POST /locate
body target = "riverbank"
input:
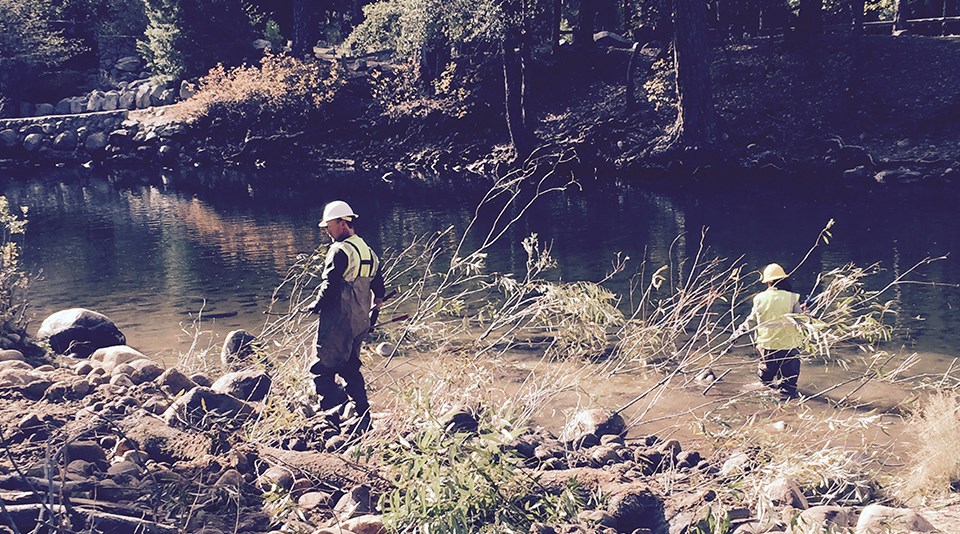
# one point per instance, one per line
(226, 441)
(881, 112)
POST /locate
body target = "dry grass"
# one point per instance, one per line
(934, 470)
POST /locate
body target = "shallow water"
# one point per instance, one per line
(154, 256)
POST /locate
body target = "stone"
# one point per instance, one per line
(205, 408)
(354, 503)
(824, 519)
(594, 423)
(609, 39)
(174, 382)
(96, 141)
(9, 138)
(635, 506)
(879, 519)
(11, 356)
(365, 524)
(786, 492)
(313, 500)
(128, 100)
(276, 476)
(95, 101)
(112, 356)
(32, 142)
(251, 385)
(65, 141)
(144, 370)
(88, 451)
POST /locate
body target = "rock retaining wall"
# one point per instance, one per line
(60, 138)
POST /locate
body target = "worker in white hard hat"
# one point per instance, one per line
(351, 285)
(777, 336)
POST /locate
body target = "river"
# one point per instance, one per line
(153, 255)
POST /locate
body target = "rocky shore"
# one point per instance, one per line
(100, 438)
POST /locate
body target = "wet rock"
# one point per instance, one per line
(239, 347)
(32, 142)
(588, 425)
(250, 385)
(879, 519)
(79, 331)
(206, 409)
(96, 141)
(354, 503)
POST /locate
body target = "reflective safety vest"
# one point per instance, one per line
(362, 262)
(775, 329)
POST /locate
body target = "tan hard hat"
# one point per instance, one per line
(337, 209)
(772, 273)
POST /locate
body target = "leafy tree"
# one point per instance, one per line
(185, 38)
(29, 42)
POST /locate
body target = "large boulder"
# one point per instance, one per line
(80, 331)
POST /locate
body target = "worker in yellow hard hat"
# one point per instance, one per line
(351, 284)
(777, 336)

> [REQUIRED TASK] Collect every line of the records above that contains the word "worker", copying each one in full.

> [THE SOLUTION]
body target = "worker in white hard hat"
body target = "worker in yellow hard hat"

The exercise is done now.